- _Aim of the exercise_
Pull out each line in the records below that contains the string "dark". Matching is case-sensitive.

- _Data records_
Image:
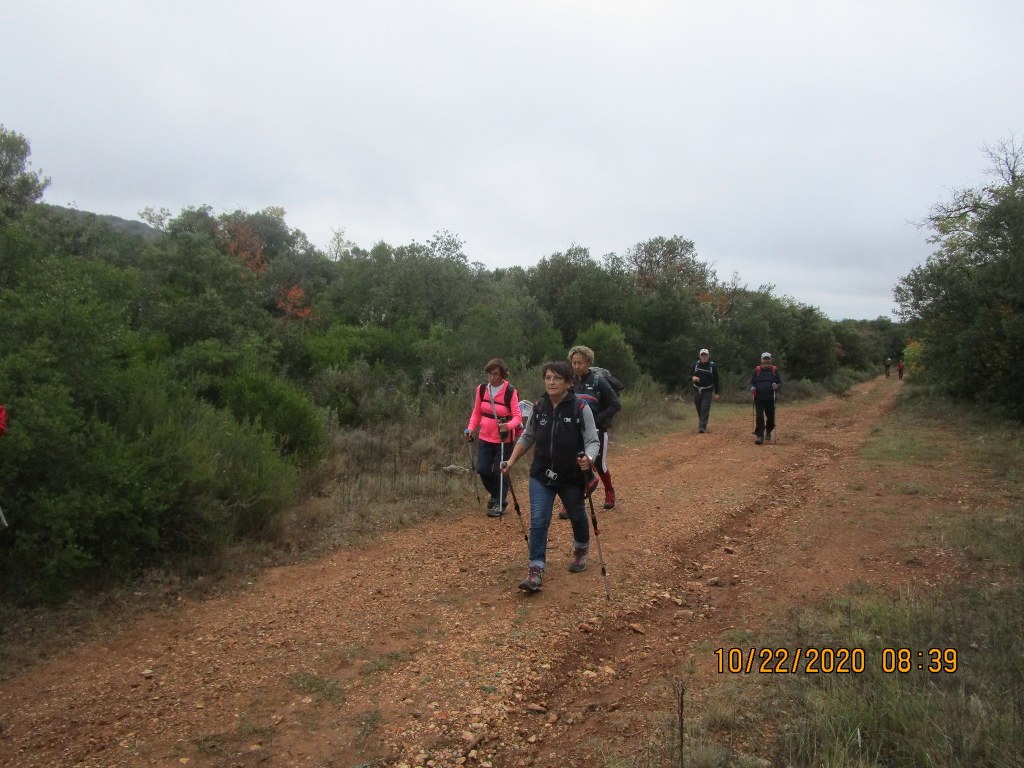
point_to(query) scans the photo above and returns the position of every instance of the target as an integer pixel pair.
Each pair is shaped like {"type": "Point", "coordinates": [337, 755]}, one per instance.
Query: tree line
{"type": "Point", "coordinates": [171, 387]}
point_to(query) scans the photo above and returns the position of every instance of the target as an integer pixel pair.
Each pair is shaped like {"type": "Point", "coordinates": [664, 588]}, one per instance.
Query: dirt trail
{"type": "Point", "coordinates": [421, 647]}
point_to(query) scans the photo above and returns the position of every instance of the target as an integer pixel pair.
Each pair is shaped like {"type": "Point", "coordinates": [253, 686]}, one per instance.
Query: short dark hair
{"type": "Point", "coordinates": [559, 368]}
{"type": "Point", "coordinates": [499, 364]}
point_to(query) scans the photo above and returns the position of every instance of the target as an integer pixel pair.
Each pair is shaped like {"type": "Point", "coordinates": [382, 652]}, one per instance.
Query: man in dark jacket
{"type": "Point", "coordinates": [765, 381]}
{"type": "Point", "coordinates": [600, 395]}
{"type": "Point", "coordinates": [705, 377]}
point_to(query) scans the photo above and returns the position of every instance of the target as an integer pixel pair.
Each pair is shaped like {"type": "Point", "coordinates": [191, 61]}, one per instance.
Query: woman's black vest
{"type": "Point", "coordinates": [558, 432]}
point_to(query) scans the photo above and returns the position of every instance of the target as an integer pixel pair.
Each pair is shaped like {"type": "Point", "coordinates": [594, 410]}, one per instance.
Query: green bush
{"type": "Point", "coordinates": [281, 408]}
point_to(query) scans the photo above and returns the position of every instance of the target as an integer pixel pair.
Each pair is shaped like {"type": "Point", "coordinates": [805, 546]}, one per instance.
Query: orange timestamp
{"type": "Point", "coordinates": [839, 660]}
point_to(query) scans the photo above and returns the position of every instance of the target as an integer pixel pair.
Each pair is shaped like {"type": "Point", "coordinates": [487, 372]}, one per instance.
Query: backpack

- _Reply_
Query: short dark hair
Query: man in dark jacket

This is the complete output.